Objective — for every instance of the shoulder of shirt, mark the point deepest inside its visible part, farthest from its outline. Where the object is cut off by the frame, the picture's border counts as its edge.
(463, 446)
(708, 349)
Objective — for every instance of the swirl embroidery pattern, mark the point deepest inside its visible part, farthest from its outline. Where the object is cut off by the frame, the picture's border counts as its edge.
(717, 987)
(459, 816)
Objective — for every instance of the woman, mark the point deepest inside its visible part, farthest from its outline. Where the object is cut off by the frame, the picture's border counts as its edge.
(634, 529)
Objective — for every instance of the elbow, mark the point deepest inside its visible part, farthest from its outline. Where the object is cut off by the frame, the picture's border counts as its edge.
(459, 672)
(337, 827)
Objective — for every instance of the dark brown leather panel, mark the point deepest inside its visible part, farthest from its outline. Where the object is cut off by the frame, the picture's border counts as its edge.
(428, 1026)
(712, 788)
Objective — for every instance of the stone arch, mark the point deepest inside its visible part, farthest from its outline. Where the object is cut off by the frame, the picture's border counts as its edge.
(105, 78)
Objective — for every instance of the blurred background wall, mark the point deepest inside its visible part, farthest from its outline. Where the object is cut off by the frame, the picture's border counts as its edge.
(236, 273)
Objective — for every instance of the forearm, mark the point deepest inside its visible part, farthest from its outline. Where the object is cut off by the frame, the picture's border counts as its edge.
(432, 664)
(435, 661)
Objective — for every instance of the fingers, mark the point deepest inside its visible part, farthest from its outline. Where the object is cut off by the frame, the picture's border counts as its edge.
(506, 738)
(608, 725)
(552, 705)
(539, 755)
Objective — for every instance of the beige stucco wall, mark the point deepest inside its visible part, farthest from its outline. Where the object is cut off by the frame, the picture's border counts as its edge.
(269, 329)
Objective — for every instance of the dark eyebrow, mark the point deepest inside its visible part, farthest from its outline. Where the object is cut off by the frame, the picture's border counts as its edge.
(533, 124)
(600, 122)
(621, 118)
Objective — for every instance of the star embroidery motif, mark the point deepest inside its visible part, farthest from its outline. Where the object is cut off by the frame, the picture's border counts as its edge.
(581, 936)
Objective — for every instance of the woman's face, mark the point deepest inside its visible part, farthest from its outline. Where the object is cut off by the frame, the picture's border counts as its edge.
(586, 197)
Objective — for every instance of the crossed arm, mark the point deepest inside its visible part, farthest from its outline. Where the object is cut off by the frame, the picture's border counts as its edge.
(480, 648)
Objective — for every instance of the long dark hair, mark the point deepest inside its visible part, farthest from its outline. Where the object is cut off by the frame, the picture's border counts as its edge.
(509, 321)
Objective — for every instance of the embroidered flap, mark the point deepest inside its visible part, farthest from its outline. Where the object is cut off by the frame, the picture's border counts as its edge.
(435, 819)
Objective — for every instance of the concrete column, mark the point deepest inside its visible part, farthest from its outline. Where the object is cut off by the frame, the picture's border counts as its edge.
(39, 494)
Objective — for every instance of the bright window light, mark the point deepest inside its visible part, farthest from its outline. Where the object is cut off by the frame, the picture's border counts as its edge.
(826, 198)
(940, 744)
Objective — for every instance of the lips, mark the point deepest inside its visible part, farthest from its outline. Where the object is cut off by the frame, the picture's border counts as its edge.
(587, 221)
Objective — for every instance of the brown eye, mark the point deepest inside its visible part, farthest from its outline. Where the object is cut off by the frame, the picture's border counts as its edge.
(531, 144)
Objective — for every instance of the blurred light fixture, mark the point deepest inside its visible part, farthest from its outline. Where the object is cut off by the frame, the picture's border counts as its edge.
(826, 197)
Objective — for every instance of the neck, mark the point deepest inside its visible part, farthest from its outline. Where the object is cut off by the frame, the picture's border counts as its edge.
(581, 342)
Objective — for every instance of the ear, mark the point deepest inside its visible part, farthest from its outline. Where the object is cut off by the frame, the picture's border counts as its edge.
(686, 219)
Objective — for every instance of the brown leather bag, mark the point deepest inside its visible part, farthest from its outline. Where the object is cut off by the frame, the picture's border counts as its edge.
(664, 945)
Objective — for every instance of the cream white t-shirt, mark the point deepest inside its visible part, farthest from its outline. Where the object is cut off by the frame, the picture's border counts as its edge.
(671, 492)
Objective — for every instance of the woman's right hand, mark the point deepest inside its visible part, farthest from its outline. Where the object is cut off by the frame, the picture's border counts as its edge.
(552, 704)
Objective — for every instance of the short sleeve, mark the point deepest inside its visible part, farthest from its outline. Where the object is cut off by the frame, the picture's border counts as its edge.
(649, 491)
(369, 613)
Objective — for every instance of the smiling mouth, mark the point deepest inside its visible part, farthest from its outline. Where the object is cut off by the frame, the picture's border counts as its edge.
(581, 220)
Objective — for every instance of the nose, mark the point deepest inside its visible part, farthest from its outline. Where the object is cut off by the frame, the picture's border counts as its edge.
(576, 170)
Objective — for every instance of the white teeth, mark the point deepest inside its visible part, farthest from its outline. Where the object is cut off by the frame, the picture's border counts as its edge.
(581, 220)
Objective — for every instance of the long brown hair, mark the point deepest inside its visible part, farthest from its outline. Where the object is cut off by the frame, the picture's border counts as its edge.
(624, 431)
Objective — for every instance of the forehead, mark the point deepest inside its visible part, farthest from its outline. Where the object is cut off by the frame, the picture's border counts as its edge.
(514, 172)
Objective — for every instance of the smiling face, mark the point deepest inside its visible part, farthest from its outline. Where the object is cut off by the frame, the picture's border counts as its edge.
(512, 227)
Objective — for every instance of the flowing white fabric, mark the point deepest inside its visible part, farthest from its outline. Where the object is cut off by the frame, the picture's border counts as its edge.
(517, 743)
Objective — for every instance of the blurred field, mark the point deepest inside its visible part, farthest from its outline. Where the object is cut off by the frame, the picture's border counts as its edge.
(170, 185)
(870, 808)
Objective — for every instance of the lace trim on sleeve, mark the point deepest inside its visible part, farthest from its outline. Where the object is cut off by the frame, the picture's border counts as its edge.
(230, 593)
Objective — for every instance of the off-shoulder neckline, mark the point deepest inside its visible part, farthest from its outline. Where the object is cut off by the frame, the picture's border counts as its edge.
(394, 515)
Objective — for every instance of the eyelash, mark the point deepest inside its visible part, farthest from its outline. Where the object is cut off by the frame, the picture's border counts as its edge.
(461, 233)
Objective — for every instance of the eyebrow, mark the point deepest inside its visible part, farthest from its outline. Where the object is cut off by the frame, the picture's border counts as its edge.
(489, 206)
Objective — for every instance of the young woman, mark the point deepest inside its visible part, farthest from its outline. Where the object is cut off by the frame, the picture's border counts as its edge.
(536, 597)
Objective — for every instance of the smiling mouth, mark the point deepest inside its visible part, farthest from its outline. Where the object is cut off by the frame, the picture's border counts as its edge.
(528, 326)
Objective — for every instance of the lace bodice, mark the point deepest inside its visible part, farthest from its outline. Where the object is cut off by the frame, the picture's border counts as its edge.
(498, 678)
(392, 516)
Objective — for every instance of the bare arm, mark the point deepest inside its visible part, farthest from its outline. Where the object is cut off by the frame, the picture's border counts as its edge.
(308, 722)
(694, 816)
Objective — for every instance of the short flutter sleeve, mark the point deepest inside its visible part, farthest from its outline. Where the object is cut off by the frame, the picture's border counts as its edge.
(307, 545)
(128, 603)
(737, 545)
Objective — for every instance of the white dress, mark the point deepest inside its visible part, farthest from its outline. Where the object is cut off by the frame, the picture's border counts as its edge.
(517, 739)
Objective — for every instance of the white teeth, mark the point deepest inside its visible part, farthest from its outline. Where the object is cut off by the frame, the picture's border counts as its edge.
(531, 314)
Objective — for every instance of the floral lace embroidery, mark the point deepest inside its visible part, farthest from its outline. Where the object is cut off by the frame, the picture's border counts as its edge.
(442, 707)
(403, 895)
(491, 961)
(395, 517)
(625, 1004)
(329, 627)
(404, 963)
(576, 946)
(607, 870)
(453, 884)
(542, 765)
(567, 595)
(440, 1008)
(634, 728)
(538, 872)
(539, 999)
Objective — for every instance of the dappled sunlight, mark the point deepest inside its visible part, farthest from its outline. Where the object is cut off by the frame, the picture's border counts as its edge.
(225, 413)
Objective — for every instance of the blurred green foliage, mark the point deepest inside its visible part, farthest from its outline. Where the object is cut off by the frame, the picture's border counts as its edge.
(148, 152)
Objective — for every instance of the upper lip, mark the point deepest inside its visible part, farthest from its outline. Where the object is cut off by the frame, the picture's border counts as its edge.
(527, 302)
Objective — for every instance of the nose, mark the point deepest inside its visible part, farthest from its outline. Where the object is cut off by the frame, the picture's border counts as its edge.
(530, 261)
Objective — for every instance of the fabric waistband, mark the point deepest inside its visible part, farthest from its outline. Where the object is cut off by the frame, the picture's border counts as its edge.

......

Starting from the line containing "Objective — for every instance of the upper", repeat each line through the end of the entries, exactly.

* [Result of this exercise]
Objective — for every instance of the upper lip, mark the point deepest inside its visible part, farthest from its outline. Where the object is cut off by the frame, the picture's border counts as its edge.
(527, 302)
Objective — for every instance of the nose, mark the point deepest inside its visible part, farthest from its outline. Where the object is cut off by the frame, the picture's border counts as its edge.
(530, 261)
Objective — for every instance of the fabric waistband, mark the point deepest inside its visible part, farthest from its outline. Where the object is cut off by the frame, the picture's border counts as its edge.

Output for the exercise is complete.